== Textabschnitt ==
════════════════

Basketballcoach Trinchieri hat mehr vor: Bamberg bangt um seinen Mourinho

Die Franken kämpfen gegen Žalgiris Kaunas um den Einzug in die Playoffs der Euroleague. Den wichtigeren Kampf haben sie fast schon verloren.

Ein Mann, Andrea Trinchieri, und ein Basketball

Hat eine genaue Vorstellung vom Spiel: Bambergs Trainer Andrea Trinchieri Foto: dpa

BERLIN taz | Wenn sich Andrea Trinchieri aufregt, zelebriert er dies mit einer gewaltigen Gestik. Er fuchtelt mit den Armen und hüpft ganz unorthodox durch die Coaching-Zone. Spielen seine Bamberger Basketballer so, wie er sich das vorstellt, fuchtelt und hüpft er ebenfalls. Nur seine Miene ist dann etwas wohlwollender. Generell gilt: Je wichtiger die Partie, umso energischer coacht Trinchieri.

An diesem Freitagabend um 20 Uhr ist also wieder mit einem gestenreichen Auftritt von Trinchieri zu rechnen. Gegen den litauischen Klub Žalgiris Kaunas steht nämlich einiges auf dem Spiel. Kaunas rangiert derzeit auf Platz zehn, Bamberg auf elf, acht Spieltage stehen noch aus. Für die Playoffs qualifizieren sich die top acht – und genau dorthin würde es Trinchieri gerne öfter mal schaffen.

════════════════

== Material zur Aufgabe ==
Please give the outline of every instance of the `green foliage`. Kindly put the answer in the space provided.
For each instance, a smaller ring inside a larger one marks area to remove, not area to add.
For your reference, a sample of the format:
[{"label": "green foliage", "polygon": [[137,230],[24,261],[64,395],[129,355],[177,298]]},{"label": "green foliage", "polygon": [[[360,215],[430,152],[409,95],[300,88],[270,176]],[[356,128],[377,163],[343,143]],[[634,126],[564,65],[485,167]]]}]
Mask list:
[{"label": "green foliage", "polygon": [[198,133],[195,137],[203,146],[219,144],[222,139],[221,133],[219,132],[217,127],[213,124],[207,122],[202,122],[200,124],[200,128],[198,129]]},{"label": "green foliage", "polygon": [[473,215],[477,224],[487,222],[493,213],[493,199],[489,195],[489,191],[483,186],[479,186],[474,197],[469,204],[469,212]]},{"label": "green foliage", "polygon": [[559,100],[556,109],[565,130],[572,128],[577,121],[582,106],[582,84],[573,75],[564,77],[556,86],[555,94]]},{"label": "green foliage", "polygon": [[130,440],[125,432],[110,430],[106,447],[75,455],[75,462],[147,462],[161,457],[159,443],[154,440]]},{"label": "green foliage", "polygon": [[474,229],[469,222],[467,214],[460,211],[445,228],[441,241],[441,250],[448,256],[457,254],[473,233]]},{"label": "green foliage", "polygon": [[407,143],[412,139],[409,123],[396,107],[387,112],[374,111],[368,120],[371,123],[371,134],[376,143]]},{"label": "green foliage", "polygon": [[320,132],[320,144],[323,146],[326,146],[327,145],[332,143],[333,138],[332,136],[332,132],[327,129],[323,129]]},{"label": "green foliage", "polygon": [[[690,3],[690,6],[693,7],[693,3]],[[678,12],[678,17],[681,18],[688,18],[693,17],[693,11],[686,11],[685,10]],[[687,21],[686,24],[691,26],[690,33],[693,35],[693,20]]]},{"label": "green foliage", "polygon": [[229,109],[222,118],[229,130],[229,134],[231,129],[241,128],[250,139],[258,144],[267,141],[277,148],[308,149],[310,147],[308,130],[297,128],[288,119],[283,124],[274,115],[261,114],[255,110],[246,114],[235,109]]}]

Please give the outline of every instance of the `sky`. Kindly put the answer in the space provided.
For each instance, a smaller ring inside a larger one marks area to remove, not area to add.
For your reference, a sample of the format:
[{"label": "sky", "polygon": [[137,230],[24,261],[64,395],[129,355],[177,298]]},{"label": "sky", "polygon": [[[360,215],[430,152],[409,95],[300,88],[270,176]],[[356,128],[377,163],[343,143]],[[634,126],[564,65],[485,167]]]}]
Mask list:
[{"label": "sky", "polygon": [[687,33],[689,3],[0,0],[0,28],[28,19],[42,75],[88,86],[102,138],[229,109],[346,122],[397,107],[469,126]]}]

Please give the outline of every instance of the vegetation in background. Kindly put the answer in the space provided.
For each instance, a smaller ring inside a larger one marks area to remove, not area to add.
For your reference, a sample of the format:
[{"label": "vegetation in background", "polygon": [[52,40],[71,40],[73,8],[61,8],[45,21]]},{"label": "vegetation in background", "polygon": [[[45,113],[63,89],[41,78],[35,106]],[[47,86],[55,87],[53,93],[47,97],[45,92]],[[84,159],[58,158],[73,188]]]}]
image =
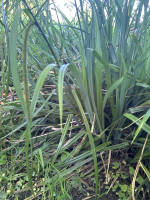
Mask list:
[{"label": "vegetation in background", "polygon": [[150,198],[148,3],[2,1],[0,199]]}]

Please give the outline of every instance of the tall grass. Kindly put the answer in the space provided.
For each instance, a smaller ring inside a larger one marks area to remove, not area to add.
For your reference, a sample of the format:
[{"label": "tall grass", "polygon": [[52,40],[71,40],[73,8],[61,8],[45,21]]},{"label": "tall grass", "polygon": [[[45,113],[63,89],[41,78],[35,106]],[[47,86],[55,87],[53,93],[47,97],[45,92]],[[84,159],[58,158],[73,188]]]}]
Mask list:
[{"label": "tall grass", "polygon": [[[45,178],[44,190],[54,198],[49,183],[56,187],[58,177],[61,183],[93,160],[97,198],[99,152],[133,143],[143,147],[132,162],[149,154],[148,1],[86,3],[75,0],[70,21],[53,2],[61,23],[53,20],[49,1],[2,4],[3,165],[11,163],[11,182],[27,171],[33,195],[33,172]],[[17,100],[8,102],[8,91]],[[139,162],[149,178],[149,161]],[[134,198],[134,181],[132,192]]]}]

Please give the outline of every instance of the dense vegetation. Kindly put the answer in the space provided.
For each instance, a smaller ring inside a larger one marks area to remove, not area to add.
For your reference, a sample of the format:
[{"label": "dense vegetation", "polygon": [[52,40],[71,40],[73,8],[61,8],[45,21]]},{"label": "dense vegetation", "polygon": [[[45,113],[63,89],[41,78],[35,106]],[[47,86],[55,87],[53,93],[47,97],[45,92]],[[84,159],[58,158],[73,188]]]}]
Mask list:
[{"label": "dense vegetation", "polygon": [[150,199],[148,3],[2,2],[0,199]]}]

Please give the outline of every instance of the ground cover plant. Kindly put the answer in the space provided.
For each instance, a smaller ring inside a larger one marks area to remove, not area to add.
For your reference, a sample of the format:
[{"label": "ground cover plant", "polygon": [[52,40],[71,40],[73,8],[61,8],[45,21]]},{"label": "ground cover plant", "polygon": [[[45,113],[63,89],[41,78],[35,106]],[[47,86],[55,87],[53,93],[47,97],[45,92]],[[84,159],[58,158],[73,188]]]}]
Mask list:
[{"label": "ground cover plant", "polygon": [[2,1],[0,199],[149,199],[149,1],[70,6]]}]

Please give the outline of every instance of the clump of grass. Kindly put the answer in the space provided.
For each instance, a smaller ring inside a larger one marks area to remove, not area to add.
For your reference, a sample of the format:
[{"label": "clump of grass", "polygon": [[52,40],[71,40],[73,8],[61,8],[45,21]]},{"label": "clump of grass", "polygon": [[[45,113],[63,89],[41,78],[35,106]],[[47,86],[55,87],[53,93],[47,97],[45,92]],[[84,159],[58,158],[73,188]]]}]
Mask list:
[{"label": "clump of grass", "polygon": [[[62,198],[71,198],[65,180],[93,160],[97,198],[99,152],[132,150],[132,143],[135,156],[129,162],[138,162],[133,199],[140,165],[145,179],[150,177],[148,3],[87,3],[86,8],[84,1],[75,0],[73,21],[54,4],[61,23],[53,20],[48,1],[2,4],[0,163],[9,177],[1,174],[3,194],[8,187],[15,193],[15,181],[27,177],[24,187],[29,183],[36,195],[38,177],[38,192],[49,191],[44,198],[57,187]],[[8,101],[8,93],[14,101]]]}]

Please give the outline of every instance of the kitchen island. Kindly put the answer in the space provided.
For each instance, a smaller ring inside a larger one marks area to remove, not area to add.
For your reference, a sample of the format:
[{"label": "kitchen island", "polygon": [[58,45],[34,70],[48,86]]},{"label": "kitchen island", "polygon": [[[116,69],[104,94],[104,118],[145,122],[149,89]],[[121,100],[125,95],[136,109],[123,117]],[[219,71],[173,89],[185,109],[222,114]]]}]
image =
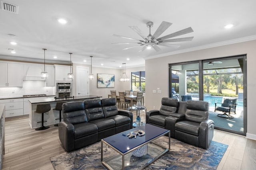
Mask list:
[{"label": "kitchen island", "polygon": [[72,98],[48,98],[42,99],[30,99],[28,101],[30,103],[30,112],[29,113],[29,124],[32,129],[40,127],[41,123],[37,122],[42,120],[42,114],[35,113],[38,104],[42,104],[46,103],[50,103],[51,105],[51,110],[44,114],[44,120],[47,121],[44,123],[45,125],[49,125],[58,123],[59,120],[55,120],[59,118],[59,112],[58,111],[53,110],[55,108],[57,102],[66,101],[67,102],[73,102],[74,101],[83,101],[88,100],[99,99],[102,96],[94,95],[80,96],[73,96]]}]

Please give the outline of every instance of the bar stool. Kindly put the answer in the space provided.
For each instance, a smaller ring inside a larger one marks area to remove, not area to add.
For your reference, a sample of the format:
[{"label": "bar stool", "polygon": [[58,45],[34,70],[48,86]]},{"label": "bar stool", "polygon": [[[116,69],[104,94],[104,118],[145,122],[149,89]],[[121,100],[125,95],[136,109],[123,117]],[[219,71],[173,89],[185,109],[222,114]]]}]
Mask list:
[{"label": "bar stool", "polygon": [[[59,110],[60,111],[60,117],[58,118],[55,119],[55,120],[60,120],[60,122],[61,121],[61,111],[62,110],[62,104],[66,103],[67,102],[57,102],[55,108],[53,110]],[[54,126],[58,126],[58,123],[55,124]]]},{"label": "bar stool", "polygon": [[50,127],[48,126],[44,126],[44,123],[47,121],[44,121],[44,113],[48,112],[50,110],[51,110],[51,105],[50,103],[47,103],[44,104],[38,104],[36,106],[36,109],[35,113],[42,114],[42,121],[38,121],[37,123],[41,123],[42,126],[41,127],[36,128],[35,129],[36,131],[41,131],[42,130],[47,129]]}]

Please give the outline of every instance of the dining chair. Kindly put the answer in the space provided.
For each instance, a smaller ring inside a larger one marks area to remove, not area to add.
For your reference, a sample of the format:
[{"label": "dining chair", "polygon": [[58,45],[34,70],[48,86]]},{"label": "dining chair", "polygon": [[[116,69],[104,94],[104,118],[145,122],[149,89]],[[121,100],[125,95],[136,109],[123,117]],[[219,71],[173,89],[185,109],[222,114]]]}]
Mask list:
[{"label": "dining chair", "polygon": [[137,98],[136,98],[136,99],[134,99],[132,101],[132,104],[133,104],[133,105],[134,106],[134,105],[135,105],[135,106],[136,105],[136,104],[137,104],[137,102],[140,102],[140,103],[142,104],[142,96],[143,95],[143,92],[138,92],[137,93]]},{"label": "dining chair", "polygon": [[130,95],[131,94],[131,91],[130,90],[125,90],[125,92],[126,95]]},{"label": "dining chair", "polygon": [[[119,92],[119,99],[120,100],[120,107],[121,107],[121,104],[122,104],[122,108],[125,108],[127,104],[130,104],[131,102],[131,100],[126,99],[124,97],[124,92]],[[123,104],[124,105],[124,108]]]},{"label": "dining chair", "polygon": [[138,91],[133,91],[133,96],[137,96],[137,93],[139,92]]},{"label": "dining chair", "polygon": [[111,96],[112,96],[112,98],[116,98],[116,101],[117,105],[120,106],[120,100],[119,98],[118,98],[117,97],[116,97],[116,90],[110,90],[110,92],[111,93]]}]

════════════════

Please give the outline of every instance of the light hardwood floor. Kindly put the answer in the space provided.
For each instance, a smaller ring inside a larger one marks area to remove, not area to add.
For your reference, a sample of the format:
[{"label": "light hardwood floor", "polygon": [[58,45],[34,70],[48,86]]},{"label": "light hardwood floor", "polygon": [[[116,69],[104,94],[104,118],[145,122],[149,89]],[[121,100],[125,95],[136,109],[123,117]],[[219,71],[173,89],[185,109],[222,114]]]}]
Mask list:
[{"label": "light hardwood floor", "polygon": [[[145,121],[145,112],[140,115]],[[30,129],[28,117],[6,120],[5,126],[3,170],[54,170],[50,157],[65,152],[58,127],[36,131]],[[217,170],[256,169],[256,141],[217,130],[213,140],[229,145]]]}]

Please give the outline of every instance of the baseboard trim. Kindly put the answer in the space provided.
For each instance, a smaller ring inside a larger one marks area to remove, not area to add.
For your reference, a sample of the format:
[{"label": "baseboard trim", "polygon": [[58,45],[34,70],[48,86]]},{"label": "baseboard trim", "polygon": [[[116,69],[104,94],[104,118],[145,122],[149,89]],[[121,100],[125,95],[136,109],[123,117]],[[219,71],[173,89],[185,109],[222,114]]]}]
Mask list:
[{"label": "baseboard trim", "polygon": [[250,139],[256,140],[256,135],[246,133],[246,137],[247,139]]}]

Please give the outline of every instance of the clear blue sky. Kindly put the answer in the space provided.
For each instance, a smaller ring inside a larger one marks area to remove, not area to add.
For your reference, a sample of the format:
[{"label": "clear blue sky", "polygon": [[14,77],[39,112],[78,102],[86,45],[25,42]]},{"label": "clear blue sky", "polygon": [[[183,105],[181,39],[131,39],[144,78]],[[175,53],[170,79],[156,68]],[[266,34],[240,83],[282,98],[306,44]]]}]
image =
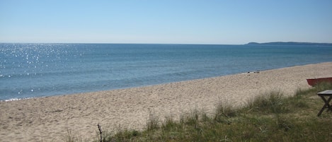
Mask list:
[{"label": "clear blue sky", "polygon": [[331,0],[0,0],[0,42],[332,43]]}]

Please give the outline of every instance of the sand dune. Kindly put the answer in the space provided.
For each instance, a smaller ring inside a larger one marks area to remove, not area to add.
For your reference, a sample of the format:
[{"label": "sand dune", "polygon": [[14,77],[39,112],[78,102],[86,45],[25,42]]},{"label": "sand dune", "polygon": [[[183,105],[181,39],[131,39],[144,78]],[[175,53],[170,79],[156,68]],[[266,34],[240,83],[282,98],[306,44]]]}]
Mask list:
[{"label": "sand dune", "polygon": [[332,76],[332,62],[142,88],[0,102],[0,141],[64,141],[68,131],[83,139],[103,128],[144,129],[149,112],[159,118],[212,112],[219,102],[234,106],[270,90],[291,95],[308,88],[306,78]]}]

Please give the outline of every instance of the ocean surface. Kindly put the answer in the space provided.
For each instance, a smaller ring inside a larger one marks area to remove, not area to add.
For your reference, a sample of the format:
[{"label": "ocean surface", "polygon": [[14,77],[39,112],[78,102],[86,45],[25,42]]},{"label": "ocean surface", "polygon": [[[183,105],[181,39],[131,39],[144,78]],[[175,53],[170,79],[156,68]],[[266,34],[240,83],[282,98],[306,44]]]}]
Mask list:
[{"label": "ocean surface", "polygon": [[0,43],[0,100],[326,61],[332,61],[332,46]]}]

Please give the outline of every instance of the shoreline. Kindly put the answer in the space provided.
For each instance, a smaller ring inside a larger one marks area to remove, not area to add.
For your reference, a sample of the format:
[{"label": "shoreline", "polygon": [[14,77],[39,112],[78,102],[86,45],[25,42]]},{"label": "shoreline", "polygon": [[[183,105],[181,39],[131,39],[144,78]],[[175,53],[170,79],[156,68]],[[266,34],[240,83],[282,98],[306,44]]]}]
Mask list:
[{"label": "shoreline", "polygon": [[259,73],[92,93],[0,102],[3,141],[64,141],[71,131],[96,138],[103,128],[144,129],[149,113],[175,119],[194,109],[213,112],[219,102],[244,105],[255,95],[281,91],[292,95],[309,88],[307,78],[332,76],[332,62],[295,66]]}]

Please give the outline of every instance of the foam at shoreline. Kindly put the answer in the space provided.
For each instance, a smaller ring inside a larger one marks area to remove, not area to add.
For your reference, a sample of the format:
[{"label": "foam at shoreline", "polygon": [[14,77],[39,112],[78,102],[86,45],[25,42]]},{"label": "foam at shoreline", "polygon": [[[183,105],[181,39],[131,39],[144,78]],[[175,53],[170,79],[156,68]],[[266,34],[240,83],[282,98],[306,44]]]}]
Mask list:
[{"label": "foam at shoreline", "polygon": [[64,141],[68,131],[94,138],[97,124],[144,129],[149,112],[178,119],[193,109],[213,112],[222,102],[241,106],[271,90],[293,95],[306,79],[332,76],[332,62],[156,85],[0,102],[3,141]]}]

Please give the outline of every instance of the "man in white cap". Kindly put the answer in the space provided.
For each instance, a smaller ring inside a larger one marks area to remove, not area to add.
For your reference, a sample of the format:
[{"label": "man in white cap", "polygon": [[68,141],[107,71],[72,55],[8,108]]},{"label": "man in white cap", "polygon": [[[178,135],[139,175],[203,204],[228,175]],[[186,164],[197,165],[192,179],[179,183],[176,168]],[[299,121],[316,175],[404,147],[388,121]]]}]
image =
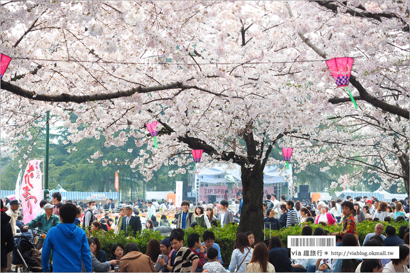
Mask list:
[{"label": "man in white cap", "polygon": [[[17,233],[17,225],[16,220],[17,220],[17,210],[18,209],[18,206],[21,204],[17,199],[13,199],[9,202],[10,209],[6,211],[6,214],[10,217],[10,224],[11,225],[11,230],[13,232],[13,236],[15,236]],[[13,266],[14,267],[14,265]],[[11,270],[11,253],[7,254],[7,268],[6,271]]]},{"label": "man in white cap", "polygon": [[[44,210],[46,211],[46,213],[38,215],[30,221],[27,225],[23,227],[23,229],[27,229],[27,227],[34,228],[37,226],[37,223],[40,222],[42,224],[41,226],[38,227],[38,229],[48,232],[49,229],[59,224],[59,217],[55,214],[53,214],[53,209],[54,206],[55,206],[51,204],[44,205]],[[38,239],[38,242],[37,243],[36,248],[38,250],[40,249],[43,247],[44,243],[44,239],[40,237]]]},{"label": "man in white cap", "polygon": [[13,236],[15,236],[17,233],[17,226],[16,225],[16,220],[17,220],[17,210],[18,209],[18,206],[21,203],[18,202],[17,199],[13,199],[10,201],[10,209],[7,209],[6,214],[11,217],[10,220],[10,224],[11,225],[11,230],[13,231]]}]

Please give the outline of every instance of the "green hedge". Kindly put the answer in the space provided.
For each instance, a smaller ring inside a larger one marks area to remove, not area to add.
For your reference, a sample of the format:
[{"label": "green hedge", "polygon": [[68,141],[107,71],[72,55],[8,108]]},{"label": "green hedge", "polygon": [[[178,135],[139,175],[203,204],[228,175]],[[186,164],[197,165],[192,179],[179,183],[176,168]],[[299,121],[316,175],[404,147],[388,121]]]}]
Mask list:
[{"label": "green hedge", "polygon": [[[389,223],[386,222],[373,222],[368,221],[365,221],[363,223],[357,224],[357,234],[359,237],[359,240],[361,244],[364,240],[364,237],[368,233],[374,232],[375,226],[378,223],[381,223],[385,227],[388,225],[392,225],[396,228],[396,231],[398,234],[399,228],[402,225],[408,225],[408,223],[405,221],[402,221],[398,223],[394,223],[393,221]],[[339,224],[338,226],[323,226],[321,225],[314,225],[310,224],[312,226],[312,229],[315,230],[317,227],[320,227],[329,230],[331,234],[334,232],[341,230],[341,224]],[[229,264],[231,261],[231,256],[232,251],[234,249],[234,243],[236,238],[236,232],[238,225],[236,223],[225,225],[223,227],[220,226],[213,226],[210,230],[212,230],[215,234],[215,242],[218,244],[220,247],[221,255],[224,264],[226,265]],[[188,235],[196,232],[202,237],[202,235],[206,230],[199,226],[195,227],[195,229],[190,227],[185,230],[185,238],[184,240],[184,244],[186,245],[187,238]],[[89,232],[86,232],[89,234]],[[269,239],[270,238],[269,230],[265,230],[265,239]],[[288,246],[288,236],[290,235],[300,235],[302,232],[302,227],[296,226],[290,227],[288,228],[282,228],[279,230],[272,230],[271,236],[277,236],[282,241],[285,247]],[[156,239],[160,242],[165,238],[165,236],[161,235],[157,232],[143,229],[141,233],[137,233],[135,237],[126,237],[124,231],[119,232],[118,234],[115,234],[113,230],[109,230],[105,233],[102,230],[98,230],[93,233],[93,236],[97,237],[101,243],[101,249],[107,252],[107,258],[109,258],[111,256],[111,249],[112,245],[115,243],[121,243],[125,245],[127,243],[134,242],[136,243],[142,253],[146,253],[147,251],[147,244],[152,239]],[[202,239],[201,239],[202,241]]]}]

════════════════

== Aufgaben ==
[A] Auf welchem Tabellenplatz liegt Bamberg laut dem Text über Andrea Trinchieri derzeit?
[B] Trage bitte alle Zeilen der Datensätze zusammen, in denen die Zeichenfolge „light“ vorkommt. Groß- und Kleinschreibung ist dabei zu beachten.
Die Datensätze haben mit dem Text über Andrea Trinchieri nichts zu tun.

== Antworten ==
[A] Auf Platz elf.

[B]
Please give the outline of every instance of the light hardwood floor. Kindly put the answer in the space provided.
[{"label": "light hardwood floor", "polygon": [[58,45],[34,70],[48,86]]},{"label": "light hardwood floor", "polygon": [[[116,69],[104,94],[104,118],[145,122],[149,89]],[[121,100],[125,95],[136,109],[123,117]],[[219,71],[173,89],[185,109],[222,114]]]}]
[{"label": "light hardwood floor", "polygon": [[[145,121],[145,112],[140,115]],[[30,129],[28,117],[6,120],[5,126],[3,170],[54,170],[50,157],[65,152],[58,127],[36,131]],[[217,170],[256,169],[256,141],[217,130],[213,140],[229,145]]]}]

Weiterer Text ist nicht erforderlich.